*Written request:*
Reproduce the material exactly, omitting nothing.

** start The data **

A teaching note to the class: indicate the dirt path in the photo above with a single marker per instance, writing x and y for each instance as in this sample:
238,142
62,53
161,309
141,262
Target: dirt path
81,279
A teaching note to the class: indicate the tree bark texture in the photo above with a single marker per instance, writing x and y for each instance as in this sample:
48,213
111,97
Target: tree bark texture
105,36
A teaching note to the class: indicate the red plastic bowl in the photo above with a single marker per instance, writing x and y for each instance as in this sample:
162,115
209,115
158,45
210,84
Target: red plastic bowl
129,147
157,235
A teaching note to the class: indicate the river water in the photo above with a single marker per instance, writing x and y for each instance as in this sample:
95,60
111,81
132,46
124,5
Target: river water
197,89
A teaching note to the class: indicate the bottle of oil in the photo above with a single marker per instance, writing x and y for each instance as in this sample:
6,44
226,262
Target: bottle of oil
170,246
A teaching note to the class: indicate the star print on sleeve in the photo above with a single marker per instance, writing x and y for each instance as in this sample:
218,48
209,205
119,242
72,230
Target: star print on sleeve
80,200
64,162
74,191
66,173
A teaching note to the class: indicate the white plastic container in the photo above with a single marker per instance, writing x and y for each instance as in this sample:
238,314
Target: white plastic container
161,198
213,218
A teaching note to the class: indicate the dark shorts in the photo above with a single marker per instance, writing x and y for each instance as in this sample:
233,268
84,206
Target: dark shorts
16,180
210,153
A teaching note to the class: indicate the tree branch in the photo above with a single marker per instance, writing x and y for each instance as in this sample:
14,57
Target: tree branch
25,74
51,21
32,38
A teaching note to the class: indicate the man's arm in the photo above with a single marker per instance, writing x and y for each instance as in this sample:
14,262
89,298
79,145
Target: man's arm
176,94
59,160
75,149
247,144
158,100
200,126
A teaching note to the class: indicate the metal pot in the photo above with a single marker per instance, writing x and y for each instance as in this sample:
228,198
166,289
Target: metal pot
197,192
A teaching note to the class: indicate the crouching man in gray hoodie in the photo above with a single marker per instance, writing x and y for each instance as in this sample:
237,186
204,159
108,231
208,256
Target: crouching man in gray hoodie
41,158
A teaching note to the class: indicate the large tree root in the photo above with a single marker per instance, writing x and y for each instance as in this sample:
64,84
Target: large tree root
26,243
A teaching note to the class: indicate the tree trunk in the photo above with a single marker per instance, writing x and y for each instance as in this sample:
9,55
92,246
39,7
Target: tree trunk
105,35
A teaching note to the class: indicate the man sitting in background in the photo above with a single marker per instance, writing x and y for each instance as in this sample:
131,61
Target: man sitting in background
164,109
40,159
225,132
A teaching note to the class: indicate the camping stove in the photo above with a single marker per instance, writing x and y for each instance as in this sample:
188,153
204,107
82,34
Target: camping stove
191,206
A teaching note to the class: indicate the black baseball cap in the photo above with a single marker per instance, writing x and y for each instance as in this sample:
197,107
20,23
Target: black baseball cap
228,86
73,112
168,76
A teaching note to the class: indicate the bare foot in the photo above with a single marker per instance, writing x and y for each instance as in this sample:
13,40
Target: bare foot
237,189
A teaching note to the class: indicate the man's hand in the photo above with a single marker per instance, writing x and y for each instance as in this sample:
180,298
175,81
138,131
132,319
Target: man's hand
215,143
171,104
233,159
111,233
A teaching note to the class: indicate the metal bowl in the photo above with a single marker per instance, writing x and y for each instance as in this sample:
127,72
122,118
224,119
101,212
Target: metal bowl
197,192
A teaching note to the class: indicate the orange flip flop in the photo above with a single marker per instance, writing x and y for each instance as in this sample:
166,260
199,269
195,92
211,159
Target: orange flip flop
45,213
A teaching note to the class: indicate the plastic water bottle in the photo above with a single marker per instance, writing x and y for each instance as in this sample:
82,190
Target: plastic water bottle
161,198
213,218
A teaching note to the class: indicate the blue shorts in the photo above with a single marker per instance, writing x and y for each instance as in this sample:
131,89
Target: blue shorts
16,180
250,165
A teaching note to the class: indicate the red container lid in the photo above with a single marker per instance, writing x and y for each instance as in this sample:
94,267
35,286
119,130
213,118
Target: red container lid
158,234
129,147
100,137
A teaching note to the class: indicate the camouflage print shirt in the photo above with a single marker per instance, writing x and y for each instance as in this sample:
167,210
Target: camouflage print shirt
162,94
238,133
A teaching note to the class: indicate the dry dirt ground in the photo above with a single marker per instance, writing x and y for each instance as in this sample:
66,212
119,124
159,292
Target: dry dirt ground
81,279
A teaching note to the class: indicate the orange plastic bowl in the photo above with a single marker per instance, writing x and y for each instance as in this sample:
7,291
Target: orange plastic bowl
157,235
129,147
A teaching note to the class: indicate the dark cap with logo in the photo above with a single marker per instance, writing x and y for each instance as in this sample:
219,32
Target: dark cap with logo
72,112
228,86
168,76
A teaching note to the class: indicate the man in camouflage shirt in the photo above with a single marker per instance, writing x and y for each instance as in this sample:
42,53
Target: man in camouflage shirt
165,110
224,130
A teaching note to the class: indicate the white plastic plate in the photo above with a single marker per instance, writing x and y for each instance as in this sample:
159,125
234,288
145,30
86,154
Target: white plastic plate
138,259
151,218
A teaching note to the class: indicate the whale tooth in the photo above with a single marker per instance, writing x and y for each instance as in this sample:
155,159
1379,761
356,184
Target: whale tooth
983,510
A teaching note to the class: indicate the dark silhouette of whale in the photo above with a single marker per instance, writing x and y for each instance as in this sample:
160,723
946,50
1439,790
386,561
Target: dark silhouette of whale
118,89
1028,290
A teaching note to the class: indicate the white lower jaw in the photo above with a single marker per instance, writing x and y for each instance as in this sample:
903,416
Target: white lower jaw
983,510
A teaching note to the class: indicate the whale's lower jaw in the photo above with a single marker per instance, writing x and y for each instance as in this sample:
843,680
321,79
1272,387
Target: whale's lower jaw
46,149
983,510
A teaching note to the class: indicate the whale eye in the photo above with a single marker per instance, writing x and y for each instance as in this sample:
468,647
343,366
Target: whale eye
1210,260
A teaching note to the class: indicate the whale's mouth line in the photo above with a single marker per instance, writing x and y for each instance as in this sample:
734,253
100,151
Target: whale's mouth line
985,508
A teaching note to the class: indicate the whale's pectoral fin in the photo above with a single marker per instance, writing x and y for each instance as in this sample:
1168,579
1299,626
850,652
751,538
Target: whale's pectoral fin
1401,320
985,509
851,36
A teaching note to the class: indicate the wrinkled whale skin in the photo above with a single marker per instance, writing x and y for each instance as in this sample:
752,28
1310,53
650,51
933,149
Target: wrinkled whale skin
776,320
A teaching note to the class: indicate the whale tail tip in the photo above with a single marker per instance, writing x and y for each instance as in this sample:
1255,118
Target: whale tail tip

** end The data **

*Solution to this task:*
A teaching note to the class: indicate the dirt path in the photo above with a single marker per instance, writing x and y for each instance as in this sample:
238,142
62,53
161,309
141,262
Target: dirt path
81,279
A teaching note to the class: indicate the tree bark texture in the photo above with a single marker per instance, writing x and y for each instance as in this sample:
48,213
111,97
Target: tree bark texture
105,36
A teaching note to the class: indicate the red plastic bowl in the photo above with a single marker per instance, writing x and y for each instance as in this sample:
162,115
209,115
158,45
210,84
Target: red plastic bowl
129,147
157,235
A teaching note to the class: indicate the river water in the photo above with a single marker per instance, writing x and y for each instance as in this sample:
95,60
111,81
132,46
124,5
Target: river water
197,89
A teaching note to the class: indicate the bottle of oil in the photo above with a single marker per instance, writing x and y for each instance as in this sample:
6,44
226,262
Target: bottle of oil
170,246
A teaching note to the class: indicate the star print on sleeve in the photo above with a single marker per instance, writing x and y for each instance as in this sample:
218,48
209,205
119,242
72,230
Target: star print on sleeve
80,200
64,162
74,191
66,173
A teaching note to the class: indicate the white plastic container in the photo above with a single marker per instance, writing x and y for each instance as in this sample:
238,314
Target: white plastic container
161,198
213,218
A teaching note to the class: indicate the dark shorts in the photo above with a single marker per instance, writing x and y for each instance as in this sample:
233,268
84,206
Target: dark shorts
16,180
210,153
A teaching note to the class: indicate the tree branch in the photo above with a single marker per instance, writing x and y for each instance as in this sample:
14,57
Target: tree branch
25,74
51,21
32,38
A teaching note to the class: indicate the man's arm in the photo above with a single marker per instance, writing x and y for each instance as in this sample:
14,262
89,298
79,145
Target: man's arm
176,94
59,160
75,149
247,144
158,100
200,126
A teaching note to the class: indicate the metal pot in the photo above with a single marker per instance, writing x and y for each instance as in this sample:
228,198
166,289
Target: metal pot
197,192
A teaching note to the class: indicate the crouching man in gray hoodie in the photo above with a single marker per instance, writing x and y for each instance as in this sample:
237,186
204,159
108,231
208,256
Target: crouching man in gray hoodie
41,158
A teaching note to the class: indicate the large tree root in the photo above with a single marker per instance, writing x and y for each instance as in this sample:
64,84
Target: large tree root
26,243
A teaching note to the class: indicate the tree trunk in the photo above with a single marker per instance, writing x and y for each instance as in this sample:
9,55
92,246
39,7
Target: tree trunk
105,35
A teaching note to the class: indicate the man sitting in background in the photo above with a single marker per instance, writing x and y for each instance as in this sample:
131,61
Target: man sitting in background
164,109
40,159
225,132
A teaching note to the class: indicate the camping stove in the photo above with a single marker per instance, writing x and y for each instance as in this sample:
188,153
204,107
82,34
Target: camping stove
191,206
A teaching note to the class: indicate the black baseball cap in the photo above with a single marker per instance, writing x and y for each instance as in this sample:
197,107
20,23
Target: black baseball cap
228,86
73,112
168,76
A teaching note to the class: indicate the bare foot in the photo above with a single marker per instance, writing x and y for each instance as in this sample:
13,40
Target: bare foot
237,189
A teaching note to the class: indicate the man's hand in the photo above with a single marker per instance, writing x and y for each instance as in this sample:
180,298
175,81
138,131
132,319
Target: man's hand
215,143
171,104
233,159
111,233
A teaching note to the class: indicate the metal bowl in the photo above with a single marker per instance, writing x and y for each instance as in this sample:
127,72
122,118
224,119
101,212
Target: metal bowl
197,192
A teaching note to the class: indicate the orange flip flop in the photo above with a single marker per instance, writing x and y for each instance as in this sample:
166,260
199,269
195,92
211,159
Target: orange flip flop
45,213
A teaching note to the class: indicate the plastic water bottle in the photo above with a single marker per instance, writing x and y for each instance as in this sample:
82,190
Target: plastic water bottle
161,198
213,218
A teaching note to the class: indicate the blue shorts in the photo above with a single marker per instance, writing x and y for each instance as in this sample:
131,89
Target: blue shorts
16,180
250,165
A teaching note to the class: indicate the red container lid in the photo above with a single marker per instance, writing x and y for each instance as in this sample:
94,267
35,286
119,130
213,118
Target: red container lid
158,234
129,147
100,137
A teaching note to the class: indicate the camouflage print shirt in the photo above with a single marker per instance, writing x and y for each instance as in this sample:
167,210
Target: camouflage print shirt
162,94
238,133
A teaching note to the class: indicate the dry dirt ground in the photo above with a single marker per instance, writing x and y for each instance as in this sample:
66,212
119,124
159,292
Target: dry dirt ground
81,279
A teaching note to the class: indicate the orange plastic bowl in the photo above with a single marker per instance, writing x and y for each instance as in this sample:
7,291
Target: orange plastic bowl
157,235
129,147
A teaching note to the class: indicate the dark cap with logo in the photo above with a single marker per instance, writing x and y for each instance as in this sample:
219,32
Target: dark cap with logo
72,112
228,86
168,76
A teaching note to the class: indicate the man in camouflage shirt in the photo above with a single marker per instance, writing x and y for each instance as in this sample:
42,53
Target: man in camouflage shirt
165,110
224,130
A teaching note to the class: indicate the white plastic plate in the photo above with a single marker per instance, writing x and y for each instance as in this sample:
159,125
234,288
145,30
86,154
Target: white plastic plate
138,259
151,218
A teaching note to the class: indicate the whale tooth in the photo above with a single marker per instance, writing x and y for each instance as in this sample:
155,159
1379,761
356,184
Target: whale tooth
983,510
A teaching note to the class: indicate the dark silhouette of whale in the photo above with a single marker per instance, writing x and y for each instance as in this sample:
160,723
946,50
1439,790
386,561
Target: dark silhouette of whale
118,89
1028,290
A teaching note to the class: indicate the white lower jaw in the photo above with a single marker per instance, writing x and y for each instance as in this sample:
903,416
Target: white lower jaw
983,510
A teaching note to the class: indicate the whale's lower jaw in the photo above with a single marker per instance, writing x and y for each instance as in this sample:
843,680
321,79
1272,387
Target: whale's lower jaw
46,149
983,510
A teaching note to the class: indicate the whale eye in the photo above with a single marker per instance, writing x and y for each instance as in this sample:
468,647
343,366
Target: whale eye
1210,260
A teaching note to the class: indicate the whale's mouth line in the photo above with a single marker per instance, writing x and y for each instance as in this sample:
734,253
100,151
Target: whale's mouth line
985,508
A teaching note to the class: indicate the whale's pectoral fin in the photo above with a single marker per instance, writing x and y for each instance as in this sample:
1168,579
1299,626
850,652
751,538
Target: whale's pectoral fin
1401,320
985,509
851,36
A teaching note to the class: indicate the wrinkled whale skin in the photo above with a single marker per instance, writing x and y for each instance as in this sample:
752,28
1310,53
650,51
933,149
Target: wrinkled whale skin
776,320
A teaching note to the class: indicate the whale tail tip in the photo above with a single marker per instance, writing x and y for each instance as in this sample:
1255,118
Target: whale tail tip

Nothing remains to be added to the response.